> PROBLEMA A RESOLVER
Pode reproduzir, sem qualquer alteração, o trecho do texto sobre cavalos e tauromaquia que vai de "Sempre foi apaixonada" a "água e moto-quatro."?

> EXCERTO DO TEXTO
————————

Bebemos café e miniaturas doces enquanto me vai levando pela sua vida aos 18 anos, quando concentrava aulas de manhã à noite parta poder ter as quintas e sextas livres para descer do Porto e vir treinar na Torrinha, com o mestre David Ribeiro Teles e com Manuel Teles Bastos. Vai-me contando das diferenças deste mundo, do que aproxima tremendamente quem nele vive e das amizades que se fazem fortes, à prova de tudo. "É um mundo diferente até nisso e acho que me fez ser uma pessoa diferente, com qualidades que não teria, sobretudo vontade de ajudar os outros. Eu senti que precisava muito de ajuda - vinha sozinha com a rulote com os cavalos e custava imenso - e sempre tive pessoas a rodear-me e ajudar. Isso fez-me bem. Fez-me mais solidária."
Sempre foi apaixonada por cavalos e a eles dedica boa parte da vida - continua a saltar e participar em provas, tendo começado aos 6 anos, e foi nesse ambiente, quando quis levar-se mais longe e melhorar o desempenho, que conheceu o namorado, Ricardo, também cavaleiro. A afición do pai, também toureiro e que tirou alternativa em 2014, deu-lhe o empurrão que faltava para enfrentar os toiros e assumir essa nova paixão. E se é dos cavalos e agora da tauromaquia que faz vida, admite que também adora praia e desportos radicais, como moto de água e moto-quatro.
"Sinto adrenalina, medo não"

————————

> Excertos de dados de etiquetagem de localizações
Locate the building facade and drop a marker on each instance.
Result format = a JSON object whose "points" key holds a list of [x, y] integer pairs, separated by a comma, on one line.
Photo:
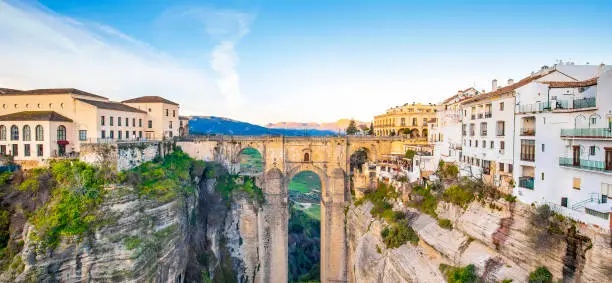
{"points": [[408, 119], [36, 125]]}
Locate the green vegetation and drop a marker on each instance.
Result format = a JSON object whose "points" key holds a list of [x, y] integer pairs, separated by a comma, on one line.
{"points": [[398, 234], [540, 275], [465, 274], [352, 128], [458, 195], [445, 223]]}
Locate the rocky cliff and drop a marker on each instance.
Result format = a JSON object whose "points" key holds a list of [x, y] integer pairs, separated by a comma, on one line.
{"points": [[497, 240]]}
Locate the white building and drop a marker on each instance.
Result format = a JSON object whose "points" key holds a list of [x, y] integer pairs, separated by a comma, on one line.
{"points": [[563, 141]]}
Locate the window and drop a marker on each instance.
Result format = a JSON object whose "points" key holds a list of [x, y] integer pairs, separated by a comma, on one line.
{"points": [[500, 131], [14, 133], [39, 133], [61, 133], [82, 135], [576, 183], [27, 135]]}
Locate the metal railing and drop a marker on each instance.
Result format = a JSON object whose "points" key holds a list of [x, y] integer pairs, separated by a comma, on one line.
{"points": [[593, 165], [526, 182], [527, 132], [587, 132]]}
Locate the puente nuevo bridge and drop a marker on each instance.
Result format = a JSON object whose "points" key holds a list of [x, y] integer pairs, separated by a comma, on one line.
{"points": [[283, 158]]}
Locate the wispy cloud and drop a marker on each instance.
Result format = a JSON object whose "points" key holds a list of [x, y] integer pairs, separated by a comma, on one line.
{"points": [[41, 49]]}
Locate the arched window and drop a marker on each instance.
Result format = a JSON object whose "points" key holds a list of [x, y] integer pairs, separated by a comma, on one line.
{"points": [[39, 133], [14, 133], [61, 133], [26, 133]]}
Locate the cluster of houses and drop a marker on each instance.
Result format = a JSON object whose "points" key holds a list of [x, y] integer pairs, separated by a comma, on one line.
{"points": [[547, 138], [42, 124]]}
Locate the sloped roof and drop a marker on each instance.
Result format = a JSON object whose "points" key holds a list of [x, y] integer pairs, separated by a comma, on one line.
{"points": [[585, 83], [53, 91], [111, 105], [35, 116], [149, 99]]}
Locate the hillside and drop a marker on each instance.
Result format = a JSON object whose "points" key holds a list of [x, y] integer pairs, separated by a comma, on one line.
{"points": [[224, 126]]}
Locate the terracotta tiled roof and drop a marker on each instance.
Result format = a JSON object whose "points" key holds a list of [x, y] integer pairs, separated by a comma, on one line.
{"points": [[589, 82], [111, 105], [510, 88], [149, 99], [53, 91], [35, 116]]}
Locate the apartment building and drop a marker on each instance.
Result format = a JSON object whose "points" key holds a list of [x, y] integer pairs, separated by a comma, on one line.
{"points": [[486, 131], [408, 119], [564, 142], [163, 116], [445, 134], [36, 125]]}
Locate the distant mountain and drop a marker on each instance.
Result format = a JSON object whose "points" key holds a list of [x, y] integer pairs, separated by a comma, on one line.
{"points": [[223, 126], [339, 125]]}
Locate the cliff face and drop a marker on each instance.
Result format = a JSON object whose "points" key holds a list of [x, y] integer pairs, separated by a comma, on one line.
{"points": [[497, 242], [186, 239]]}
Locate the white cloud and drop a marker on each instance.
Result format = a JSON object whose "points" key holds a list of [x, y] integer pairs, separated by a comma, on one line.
{"points": [[41, 49]]}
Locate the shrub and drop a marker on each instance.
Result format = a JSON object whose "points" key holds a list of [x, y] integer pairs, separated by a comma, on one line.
{"points": [[458, 195], [460, 274], [445, 223], [398, 234], [540, 275]]}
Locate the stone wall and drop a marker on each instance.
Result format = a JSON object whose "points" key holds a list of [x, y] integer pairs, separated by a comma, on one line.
{"points": [[124, 155]]}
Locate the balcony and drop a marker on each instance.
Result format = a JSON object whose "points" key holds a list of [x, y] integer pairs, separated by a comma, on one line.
{"points": [[591, 165], [588, 133], [527, 132], [526, 182]]}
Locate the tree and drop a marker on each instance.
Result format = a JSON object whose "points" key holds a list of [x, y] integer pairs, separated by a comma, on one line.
{"points": [[352, 128]]}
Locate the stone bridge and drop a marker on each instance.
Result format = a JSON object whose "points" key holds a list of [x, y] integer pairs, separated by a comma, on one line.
{"points": [[283, 158]]}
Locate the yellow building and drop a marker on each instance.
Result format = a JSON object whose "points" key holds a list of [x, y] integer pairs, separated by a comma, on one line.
{"points": [[408, 119]]}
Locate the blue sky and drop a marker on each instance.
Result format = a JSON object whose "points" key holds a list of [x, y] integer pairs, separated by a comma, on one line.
{"points": [[267, 61]]}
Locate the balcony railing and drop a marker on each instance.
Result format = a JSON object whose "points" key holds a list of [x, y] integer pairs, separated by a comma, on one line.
{"points": [[587, 132], [527, 132], [576, 103], [592, 165], [526, 182]]}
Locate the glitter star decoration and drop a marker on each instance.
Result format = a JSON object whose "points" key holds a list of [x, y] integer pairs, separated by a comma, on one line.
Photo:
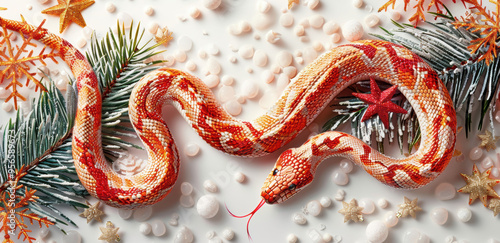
{"points": [[92, 212], [379, 102], [351, 211], [479, 185], [291, 2], [409, 207], [69, 11], [494, 206], [109, 233], [488, 141]]}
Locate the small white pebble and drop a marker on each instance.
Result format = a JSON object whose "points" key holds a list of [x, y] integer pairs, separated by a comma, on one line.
{"points": [[272, 37], [158, 227], [299, 30], [110, 7], [376, 231], [263, 6], [367, 205], [268, 99], [395, 15], [315, 236], [391, 219], [340, 178], [352, 30], [233, 107], [207, 206], [246, 51], [312, 4], [325, 201], [185, 43], [81, 43], [331, 27], [336, 37], [291, 238], [357, 3], [143, 214], [125, 213], [327, 237], [180, 56], [250, 89], [227, 80], [339, 196], [228, 234], [125, 20], [184, 235], [194, 12], [299, 218], [6, 106], [210, 186], [445, 191], [382, 203], [464, 214], [186, 201], [149, 10], [372, 20], [145, 228], [186, 188], [212, 4], [192, 149], [191, 66], [286, 19], [213, 50], [239, 177], [153, 27], [316, 21], [439, 215], [284, 58], [260, 58], [314, 208]]}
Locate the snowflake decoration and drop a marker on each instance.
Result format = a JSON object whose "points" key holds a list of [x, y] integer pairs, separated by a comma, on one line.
{"points": [[17, 61]]}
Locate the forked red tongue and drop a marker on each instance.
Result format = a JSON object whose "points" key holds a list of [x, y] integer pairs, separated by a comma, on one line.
{"points": [[251, 214]]}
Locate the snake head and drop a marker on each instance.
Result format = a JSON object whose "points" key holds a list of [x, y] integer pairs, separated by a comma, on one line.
{"points": [[290, 175]]}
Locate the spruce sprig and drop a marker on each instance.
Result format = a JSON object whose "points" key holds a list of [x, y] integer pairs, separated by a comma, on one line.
{"points": [[42, 139]]}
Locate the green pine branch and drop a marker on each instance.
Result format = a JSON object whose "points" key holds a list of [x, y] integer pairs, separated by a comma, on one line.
{"points": [[43, 138]]}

————————

> RESOLUÇÃO DO PROBLEMA
Sempre foi apaixonada por cavalos e a eles dedica boa parte da vida - continua a saltar e participar em provas, tendo começado aos 6 anos, e foi nesse ambiente, quando quis levar-se mais longe e melhorar o desempenho, que conheceu o namorado, Ricardo, também cavaleiro. A afición do pai, também toureiro e que tirou alternativa em 2014, deu-lhe o empurrão que faltava para enfrentar os toiros e assumir essa nova paixão. E se é dos cavalos e agora da tauromaquia que faz vida, admite que também adora praia e desportos radicais, como moto de água e moto-quatro.